Text to read:
Tuesday, April 4, 2017

Why Has Honesty Gone Out of Style?


I have written about honesty before.  It is, I will admit, one of my obsessions.  Ever since I was a small boy, I have prided myself on my truthfulness.  Sure, I lie.  Sure, I make mistakes.  But in the big things, I try to be frank.  Although this is not always appreciated, it keeps me emotionally grounded.
This is why it is so painful for me to see deceitfulness proliferate.  With each passing day, the level of public fraud seems to escalate.  Lies are told, and then lies about lies, and no one seems to care.  People just shrug their shoulders and move onto the next lie.
The first time I heard my students at Kennesaw State University say that everyone lies and cheats, I was scandalized.  No one in my old neighborhood would have said any such thing.  They were not saints, but most would have been embarrassed if caught in a falsehood.
Actually I am sure that most Americans would still get red in the face if caught lying.  The problem is that many politicians and reporters have no such scruples.  No matter how blatant an untruth, they act as if they had done nothing wrong.  They were simply doing their jobs.
We all remember how often Hillary Clinton was caught lying about her server and Benghazi.  We also saw how she was rewarded for her mendacity at the polls.  So why have so many public figures decided she is the perfect role model?  Do they imagine that no one notices?
Consider the slow walking of the approval of Trump’s nominees for his cabinet.  Democratic senators said they were just being careful.  They hadn’t gotten all the paperwork on the candidates and hence were being prudent.  Although this explanation might have been believed after two weeks, it made no sense after two months.

What you need to do:
(a) In the post on honesty, duplicate the passage starting with "We all remember" and going on through "no one notices?".
(b) Decide whether each statement agrees with the post on honesty: (i) The writer says he never lies. (ii) The writer heard students at Kennesaw State University say that everyone lies and cheats. (iii) Democratic senators said they had not gotten all the paperwork on Trump's cabinet nominees. Answer yes or no for each and quote the deciding words.

Data extract:

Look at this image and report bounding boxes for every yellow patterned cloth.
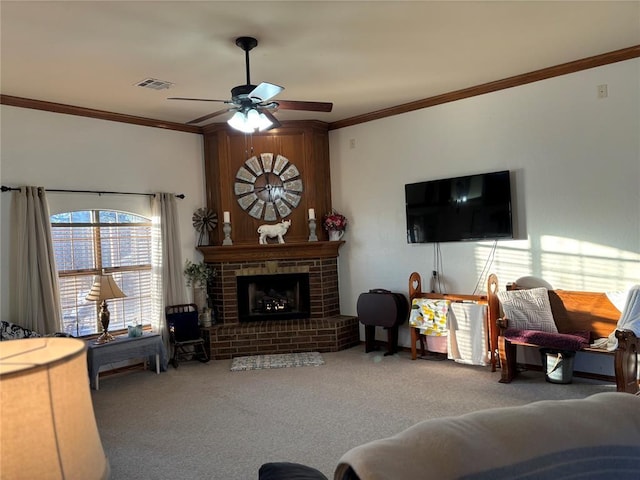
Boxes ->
[409,298,451,337]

Task answers:
(a)
We all remember how often Hillary Clinton was caught lying about her server and Benghazi.  We also saw how she was rewarded for her mendacity at the polls.  So why have so many public figures decided she is the perfect role model?  Do they imagine that no one notices?

(b)
(i) No: "Sure, I lie."
(ii) Yes: "The first time I heard my students at Kennesaw State University say that everyone lies and cheats, I was scandalized."
(iii) Yes: "They hadn’t gotten all the paperwork on the candidates and hence were being prudent."